### Teks Latihan
>>>>

REPUBLIKA.CO.ID, JAKARTA -- Pemerintah menilai pengenaan tarif pajak pertambahan nilai (PPN) menjadi 11 persen yang akan berlaku pada April 2022 sebagai upaya menata kembali pendapatan negara dari perpajakan. Hal ini mengingat selama pandemi Covid-19 berlangsung anggaran pendapatan belanja negara (APBN) telah bekerja keras untuk menjaga perekonomian nasional.
Menteri Keuangan Sri Mulyani mengatakan uang pajak yang dikumpulkan dari PPN akan diputar lagi untuk memenuhi kebutuhan masyarakat secara lebih luas. Tak hanya pembangunan infrastruktur seperti jalan tol, jalan layang, bendungan dan lainnya juga untuk menggaji aparatur sipil negara (ASN) seperti TNI, Polri dan lainnya.
"Jadi ini menata pondasi pajak kita, walau ini dari PPN yang diambil dari (transaksi jual-beli) barang dan jasa. Jadi jangan bilang, karena saya tidak memakai jalan tol jadi tidak bayar pajak, karena tidak merasakan manfaat dari pajak jadi tidak mau membayar pajak," ujarnya saat webinar, Rabu (23/3/2022).
Menurutnya uang pajak juga digunakan kembali subsidi bahan bakar minyak, gas elpiji, listrik dan lain-lain. Adapun secara keseluruhan hal tersebut bisa langsung dimanfaatkan rasanya tanpa pandang bulu.
"Ini bukti kalau negara hadir dalam beberapa cara dan melihat kebijakan ini untuk mewujudkan keadilan bagi seluruh rakyat Indonesia," ucapnya.
Dari sisi lain, Sri Mulyani mendengar banyak keluhan dari wajib pajak terkait pengurusan pajak, sehingga pajak disegani dan dihindari masyarakat karena konsepnya yang rumit dan sulit dipahami kalangan awam.
"Pajak itu seringkali dikeluhkan ruwet dan rumit," ucapnya.

<<<<

### Butir yang Disediakan
>>>>

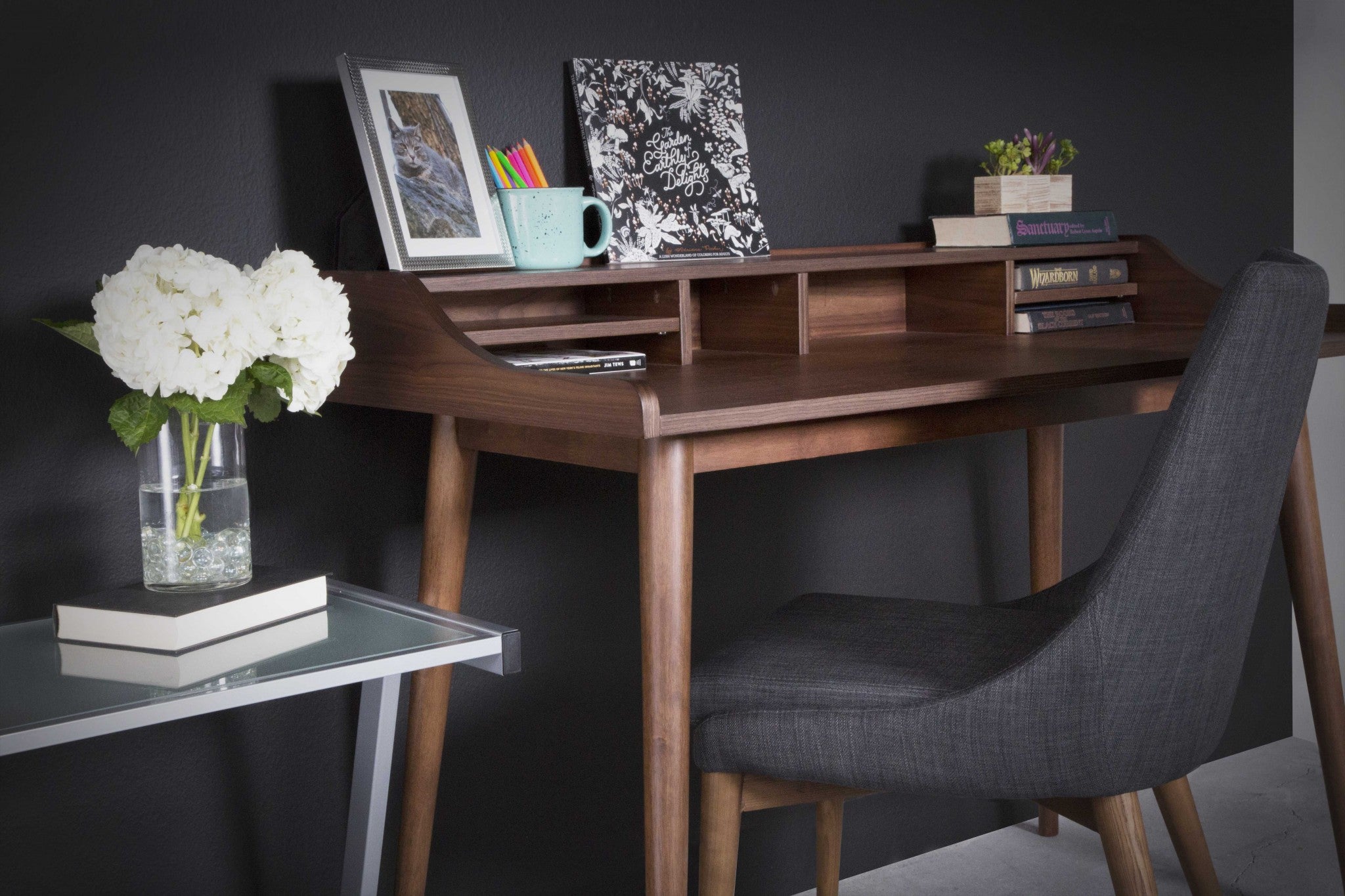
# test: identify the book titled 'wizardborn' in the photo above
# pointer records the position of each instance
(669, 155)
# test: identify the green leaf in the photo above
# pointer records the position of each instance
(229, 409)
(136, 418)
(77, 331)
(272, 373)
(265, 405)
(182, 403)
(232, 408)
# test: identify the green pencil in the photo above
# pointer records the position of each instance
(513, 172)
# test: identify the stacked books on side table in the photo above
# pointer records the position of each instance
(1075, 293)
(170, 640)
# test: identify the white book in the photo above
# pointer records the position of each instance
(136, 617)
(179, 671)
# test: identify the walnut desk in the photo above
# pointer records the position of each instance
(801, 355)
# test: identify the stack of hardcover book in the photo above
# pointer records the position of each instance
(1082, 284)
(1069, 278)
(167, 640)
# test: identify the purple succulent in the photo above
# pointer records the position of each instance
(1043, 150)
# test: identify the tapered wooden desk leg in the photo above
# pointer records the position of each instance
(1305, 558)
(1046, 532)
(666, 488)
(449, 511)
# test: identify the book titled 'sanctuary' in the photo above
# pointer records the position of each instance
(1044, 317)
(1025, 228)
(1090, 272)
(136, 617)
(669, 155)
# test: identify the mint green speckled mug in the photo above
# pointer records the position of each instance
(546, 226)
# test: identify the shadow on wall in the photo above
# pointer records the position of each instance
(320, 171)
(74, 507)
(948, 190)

<<<<

### Tugas yang Dikerjakan
(1) Ringkaslah teks tentang tarif PPN 11 persen dalam dua kalimat.
(2) Tuliskan kelanjutan teks tentang tarif PPN 11 persen, dimulai setelah kalimat terakhirnya.

### Jawaban Berurutan
(1) Pemerintah menilai pengenaan tarif PPN 11 persen mulai April 2022 sebagai upaya menata kembali pendapatan negara dari perpajakan, mengingat APBN telah bekerja keras menjaga perekonomian nasional selama pandemi Covid-19. Menteri Keuangan Sri Mulyani menyatakan bahwa uang pajak tersebut akan diputar lagi untuk memenuhi kebutuhan masyarakat, antara lain pembangunan infrastruktur, gaji ASN, serta subsidi bahan bakar minyak, gas elpiji, dan listrik, sekaligus mengakui banyaknya keluhan bahwa urusan pajak ruwet dan rumit.

(2)
Dari berbagai keluhan tersebut, Sri minta para pegawai khususnya mereka yang ada di Direktorat Jenderal Pajak (DJP), Kementerian Keuangan dapat berinovasi untuk memberikan penjelasan yang paling sederhana dan mudah dimengerti masyarakat awam.
Dia mendorong agar para petugas pajak memanfaatkan teknologi dan sosial media untuk memberikan edukasi dan publikasi yang mudah dipahami. "Hal-hal yang simpel buat orang pajak itu memang bisa dimengerti, tapi tidak buat masyarakat, butuh kreativitas dan inovasi dan teknologi," kata dia.
Sri Mulyani meminta edukasi dan sosialisasi dilakukan dengan cara yang sederhana seperti membuat simulasi penghitungan pajak orang pribadi yang sederhana. Adapun tujuannya agar masyarakat awam bisa paham dan tidak lagi takut atau merasa malas bila membahas tentang pajak.
"Saya minta teman-teman pajak ini disederhanakan. Jangan asumsi orang awam mudah paham. Apalagi masyarakat awam ini dikasih pasal, ini gak bunyi aja. ini yang harus diterjemahkan," katanya.
Maka itu, Sri Mulyani meminta DJP membumikan berbagai informasi terkait pajak dalam rangka menggaet lebih banyak generasi muda untuk berkontribusi. “Ini yang harus terus menerus bagi Kemenkeu, DJP membumikan, memudahkan, dan menciptakan konsep yang tidak rumit,” katanya.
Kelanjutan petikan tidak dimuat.